Continue the profile of geography graduate student Kate Brandt and her advocacy work, picking up after its final sentence.

• [DOCUMENT SEGMENT]:
------------------------------------------------

A woman with long blonde hair wearing a black turtleneck
Kate Brandt

Brandt is a geography graduate student who has advocated on behalf of her peers at the university, state, and national levels in many ways. As the vice president for advocacy and government affairs with Graduate and Professional Student Government (GPSG), she aims to find support for common issues graduate students may face. 

“For me, it’s just the way I’ve approached being part of a community,” Brandt says. “I am talking to my peers all the time. If we have issues, I think there are a lot of administrators and policy makers who would be sympathetic.” 

In addition to her work with GPSG, Brandt has chaired a graduate advisory committee for the Office of the Provost and has co-chaired the student advisory committee to the chancellor, served as president of the Department of Geography’s graduate student organization, taught courses in geographic information science, and served as project manager for a National Science Foundation grant researching energy poverty in southern Africa. 

“Doing a Ph.D. is sometimes an individual task, but it’s also very team based,” she said. “Identifying the gaps between individual issues and team issues is something I do in my own work.” 

Brandt emphasized that graduate students play many roles in the Carolina community: as students, as instructors, and said that many have families or caregiving duties.  

“We face a different set of issues than undergraduates, and our status as students erases that sometimes,” she said. “It’s important to be constantly advocating. We’re not just taking classes—we’re producing, mentoring, writing, and doing community service work. It’s important to know that we have multiple functions on campus,” Brandt said.

------------------------------------------------

• [DATA SHOWN]:
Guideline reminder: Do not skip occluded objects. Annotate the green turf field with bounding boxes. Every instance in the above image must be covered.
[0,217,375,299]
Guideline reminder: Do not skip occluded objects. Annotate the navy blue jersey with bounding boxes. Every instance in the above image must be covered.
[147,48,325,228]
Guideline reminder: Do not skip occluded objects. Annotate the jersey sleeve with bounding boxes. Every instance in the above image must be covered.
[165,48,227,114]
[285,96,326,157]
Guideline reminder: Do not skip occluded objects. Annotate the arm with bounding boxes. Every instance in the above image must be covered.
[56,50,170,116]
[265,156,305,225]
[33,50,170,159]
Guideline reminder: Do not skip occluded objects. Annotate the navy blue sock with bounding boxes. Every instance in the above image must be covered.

------------------------------------------------

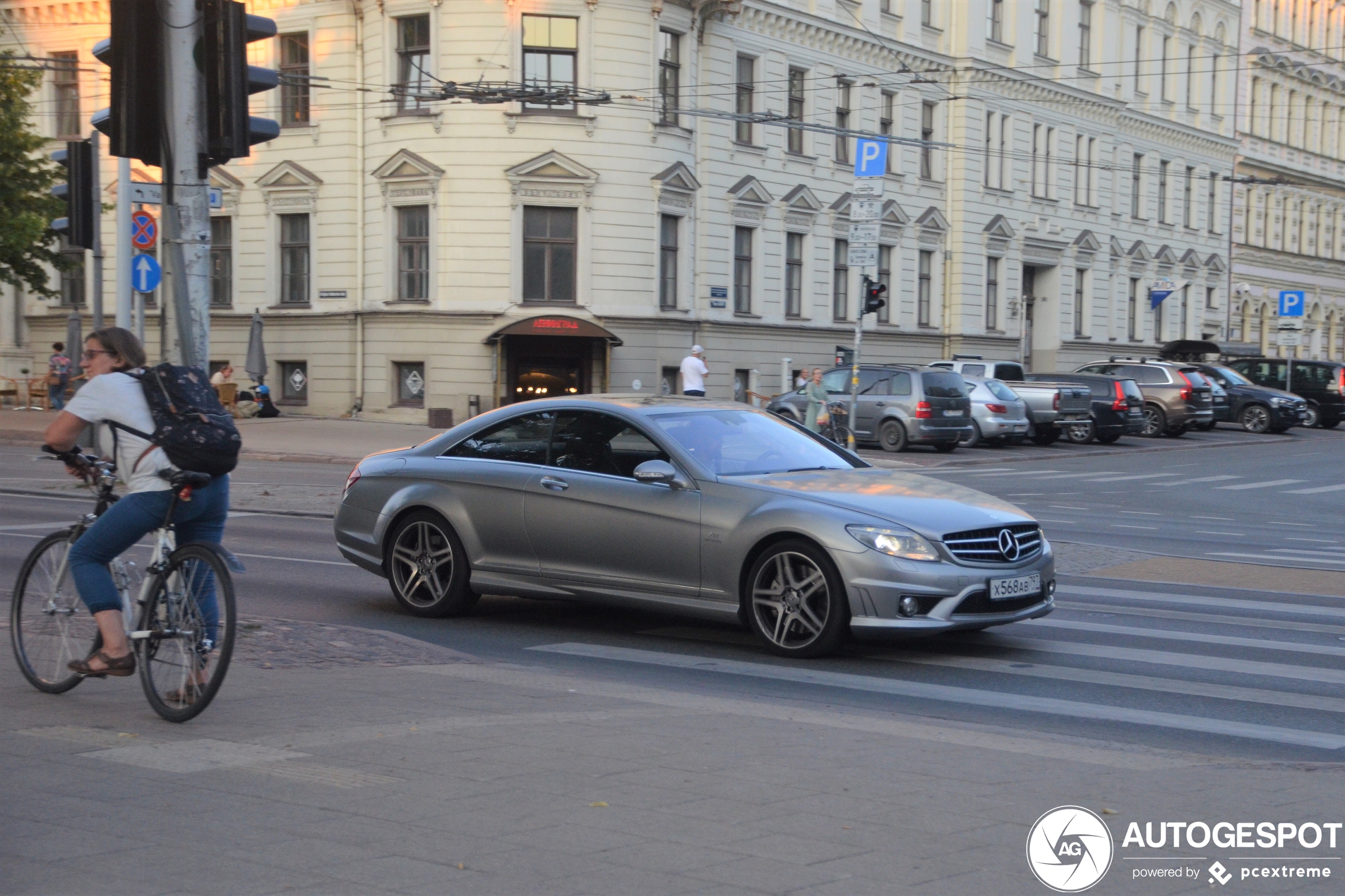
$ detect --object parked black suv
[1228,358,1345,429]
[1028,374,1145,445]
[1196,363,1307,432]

------------------------------------------------

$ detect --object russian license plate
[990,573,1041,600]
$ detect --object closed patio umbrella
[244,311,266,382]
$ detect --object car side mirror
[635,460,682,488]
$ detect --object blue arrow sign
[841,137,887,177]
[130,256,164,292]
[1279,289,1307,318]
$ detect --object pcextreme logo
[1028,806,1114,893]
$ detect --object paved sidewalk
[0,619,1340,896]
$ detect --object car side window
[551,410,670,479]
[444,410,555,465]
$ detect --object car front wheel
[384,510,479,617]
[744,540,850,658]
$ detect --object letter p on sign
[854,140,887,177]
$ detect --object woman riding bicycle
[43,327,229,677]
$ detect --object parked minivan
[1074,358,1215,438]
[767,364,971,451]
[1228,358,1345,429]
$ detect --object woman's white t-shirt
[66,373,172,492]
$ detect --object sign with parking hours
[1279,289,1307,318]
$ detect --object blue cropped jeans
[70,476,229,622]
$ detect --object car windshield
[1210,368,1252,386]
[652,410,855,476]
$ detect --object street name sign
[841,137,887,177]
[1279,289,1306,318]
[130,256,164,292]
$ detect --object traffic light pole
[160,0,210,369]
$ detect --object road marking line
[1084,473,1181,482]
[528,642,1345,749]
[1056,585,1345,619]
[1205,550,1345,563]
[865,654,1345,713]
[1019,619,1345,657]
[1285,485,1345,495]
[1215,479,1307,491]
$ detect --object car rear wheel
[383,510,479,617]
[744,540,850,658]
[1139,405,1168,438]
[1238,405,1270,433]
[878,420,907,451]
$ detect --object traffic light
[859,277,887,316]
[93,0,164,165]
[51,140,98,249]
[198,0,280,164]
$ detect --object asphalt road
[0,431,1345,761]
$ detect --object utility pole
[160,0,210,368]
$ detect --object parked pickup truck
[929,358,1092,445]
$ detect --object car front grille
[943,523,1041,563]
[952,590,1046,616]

------------------------------------------------

• [RESULT OF THIS TASK]:
During the COVID-19 pandemic, Brandt organized town-hall-style meetings for graduate students to clarify community standards to graduate students.  

As part of GPSG, she has been active in state relations. She launched the NC Graduate Student Coalition, designed to advocate with state government and with the UNC System. Brandt has played a pivotal role in crafting policy recommendations for UNC System institutions. 

Her dissertation advisor, Michael Emch, a professor in the Department of Epidemiology at the UNC Gillings School of Global Public Health and professor and chair in the Department of Geography, said Brandt has advocated for graduate students from all areas of campus. The Department of Geography is part of the UNC College of Arts & Sciences. 

“Kate has served her department and university more than any other grad student that I’ve ever been acquainted with during my 15 years at UNC-Chapel Hill and my 25 years as a faculty member,” he said in a nomination completed on her behalf. 

Brandt spent her childhood in Wisconsin and studied at Rutgers University—New Brunswick before coming to Carolina for her Ph.D.  

“The graduate students in my department are all very collegial, collaborative, and support each other,” she said. “That was something that made UNC stand apart for me.” 

Brandt’s research as a health and population geographer focuses on dimensions of health and disease spread. Her dissertation will focus on gastric cancer in Honduras. 

“I am most proud of getting people to come together, to collaborate, and to communicate with decision makers,” she said. “There are tons and tons of people that I work with who make this possible.” 

One student per year receives the award; it is named after a former professor in the Eshelman School of Pharmacy and was established in 2000.